Given text:
········
In 2002, Democrats fell short for the fourth straight time in their effort
to regain control of the U.S. House of Representatives. To the surprise
of most observers, Republicans actually gained House seats for the first
time since 1994.
The conventional wisdom on this outcome is that President George W. Bush
made the midterm elections into a referendum on his post-Sept. 11 leadership
in the war against terrorism. Other analysts have pointed to a superior
GOP get-out-the-vote effort, or to better candidate recruitment.
While all these factors probably had an impact, the overriding obstacle
to a Democratic takeover of the House was set in place long before the
midterm election campaigns -- by the congressional reapportionment and
redistricting after the 2000 Census. In fact, this process gave Republicans
an advantage that will be difficult for Democrats to overcome before the
next decennial redistricting.
To a lot of people, this seems counterintuitive. To the untrained eye,
the House appears fairly evenly divided: 229 Republicans to 206 Democrats.
That suggests that the nation favors Republicans by 5.2 percentage points.
But if you judge by presidential voting behavior -- the purest indicator
of national political sentiment -- the nation really is much more evenly
split: almost 50-50. Al Gore won more of the popular vote in 2000, but
Bush won 239 congressional districts to Gore's 196. That shows how redistricting
can tilt the scales in the House.
The basic trend in redistricting, reinforced after the latest census,
is incumbent protection. This means the creation of as many safe, noncompetitive
districts as possible. The number of competitive districts -- those
that might change from one party to the other in any given election -- is
declining dramatically. The number of incumbents who lost in the general
election fell to an average of 16 in the 1980s, 12 in the 1990s, six in
2000, and -- if you control for redistricting and scandals -- zero
in 2002. We've reached the point where incumbents just can't lose. Never
before has there been such a preponderance of safe seats. And that is
bad news for the minority party in the House -- Democrats, who must
win an overwhelming percentage of marginal seats to regain power.
Aside from the incumbent-protection racket, Republicans did a better
job of gerrymandering House seats in the relatively small number of states
where one party or the other was in charge of redistricting and willing
to use its advantage.
The best example was Florida. We know from the 2000 presidential election
results that Florida is, in terms of political sentiment, the most evenly
divided state in the union; Bush won the state by only 500 votes. So if
Florida's congressional seats properly reflected the state's politics,
its 25-seat delegation would be divided roughly in half. Instead, it has
18 Republicans and only seven Democrats. That shows the power of redistricting
built around the creation of safe seats -- and the power of technology
that allows very precise map-drawing. It also demonstrates the partisanship
that is driving redistricting these days.
In Florida, exhibit A is the central region in the Tampa-Orlando axis.
It's a huge population center, and hugely important. Forty percent of
the state's voters live there. The region has 12 congressional districts,
and it's a politically competitive region -- unless you redistrict it
in such a way as to make it noncompetitive.
········
Instruction 1: Gather every line of the records that contains the string "ground".
The redistricting article and the records have different sources.

Raw records
········
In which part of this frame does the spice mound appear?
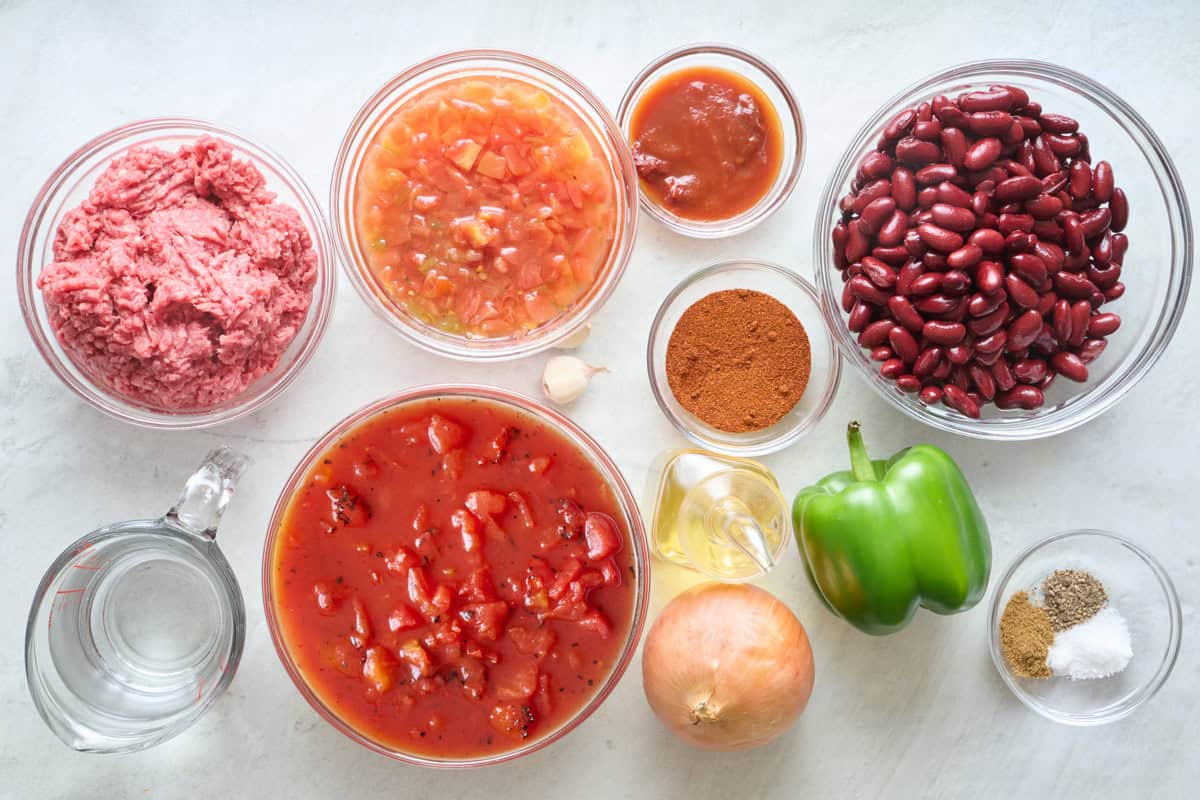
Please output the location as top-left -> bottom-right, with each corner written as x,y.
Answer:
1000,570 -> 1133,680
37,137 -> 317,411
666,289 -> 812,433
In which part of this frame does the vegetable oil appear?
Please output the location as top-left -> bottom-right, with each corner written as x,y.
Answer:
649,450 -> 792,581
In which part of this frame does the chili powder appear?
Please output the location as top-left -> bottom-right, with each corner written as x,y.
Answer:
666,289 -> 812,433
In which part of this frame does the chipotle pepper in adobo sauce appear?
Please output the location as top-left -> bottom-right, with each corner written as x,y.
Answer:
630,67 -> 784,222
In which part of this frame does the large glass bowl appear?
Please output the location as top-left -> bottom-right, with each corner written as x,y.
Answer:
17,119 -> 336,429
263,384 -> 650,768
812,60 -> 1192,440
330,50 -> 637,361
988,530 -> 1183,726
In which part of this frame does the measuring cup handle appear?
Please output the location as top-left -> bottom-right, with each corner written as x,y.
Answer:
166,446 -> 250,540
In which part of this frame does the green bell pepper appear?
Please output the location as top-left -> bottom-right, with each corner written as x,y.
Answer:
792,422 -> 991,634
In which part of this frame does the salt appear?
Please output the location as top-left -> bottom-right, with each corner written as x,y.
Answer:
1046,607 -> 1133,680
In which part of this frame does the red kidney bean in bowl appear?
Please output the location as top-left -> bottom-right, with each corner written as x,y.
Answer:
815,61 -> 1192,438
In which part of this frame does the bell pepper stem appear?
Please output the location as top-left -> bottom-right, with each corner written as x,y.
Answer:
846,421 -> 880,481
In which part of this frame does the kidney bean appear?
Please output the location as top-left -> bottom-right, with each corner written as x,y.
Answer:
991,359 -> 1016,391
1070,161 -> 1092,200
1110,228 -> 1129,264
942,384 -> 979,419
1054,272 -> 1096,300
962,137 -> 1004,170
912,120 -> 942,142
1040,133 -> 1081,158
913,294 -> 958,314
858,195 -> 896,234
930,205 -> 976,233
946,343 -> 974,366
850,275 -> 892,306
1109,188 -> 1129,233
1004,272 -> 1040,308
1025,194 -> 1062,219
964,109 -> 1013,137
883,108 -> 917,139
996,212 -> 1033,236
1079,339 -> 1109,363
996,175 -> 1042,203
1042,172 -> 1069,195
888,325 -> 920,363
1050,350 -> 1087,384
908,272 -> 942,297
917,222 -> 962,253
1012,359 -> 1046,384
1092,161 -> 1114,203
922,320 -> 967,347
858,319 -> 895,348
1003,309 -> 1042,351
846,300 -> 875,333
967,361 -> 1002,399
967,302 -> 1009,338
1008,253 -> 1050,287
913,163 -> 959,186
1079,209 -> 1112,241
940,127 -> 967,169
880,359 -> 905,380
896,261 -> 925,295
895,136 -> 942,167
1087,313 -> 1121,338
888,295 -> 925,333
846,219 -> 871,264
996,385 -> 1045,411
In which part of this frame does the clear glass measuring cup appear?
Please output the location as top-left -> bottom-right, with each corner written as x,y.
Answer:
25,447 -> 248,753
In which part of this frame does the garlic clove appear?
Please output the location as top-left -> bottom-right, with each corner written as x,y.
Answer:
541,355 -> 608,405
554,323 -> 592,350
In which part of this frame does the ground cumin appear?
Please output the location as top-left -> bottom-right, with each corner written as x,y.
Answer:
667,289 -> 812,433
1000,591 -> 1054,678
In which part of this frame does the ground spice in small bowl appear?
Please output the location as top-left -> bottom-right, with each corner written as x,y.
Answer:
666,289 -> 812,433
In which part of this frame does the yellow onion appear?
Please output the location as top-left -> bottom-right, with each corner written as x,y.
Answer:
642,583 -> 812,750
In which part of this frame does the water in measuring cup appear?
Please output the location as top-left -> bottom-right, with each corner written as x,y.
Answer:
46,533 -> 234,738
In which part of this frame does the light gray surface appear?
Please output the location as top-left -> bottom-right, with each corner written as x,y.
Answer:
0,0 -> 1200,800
········
Instruction 2: Repeat the passage of the redistricting article from "The conventional wisdom" to "better candidate recruitment.".

Complete answer 1:
In which part of this frame does the ground cumin appear?
In which part of this frame does the ground spice in small bowl appear?

Complete answer 2:
The conventional wisdom on this outcome is that President George W. Bush
made the midterm elections into a referendum on his post-Sept. 11 leadership
in the war against terrorism. Other analysts have pointed to a superior
GOP get-out-the-vote effort, or to better candidate recruitment.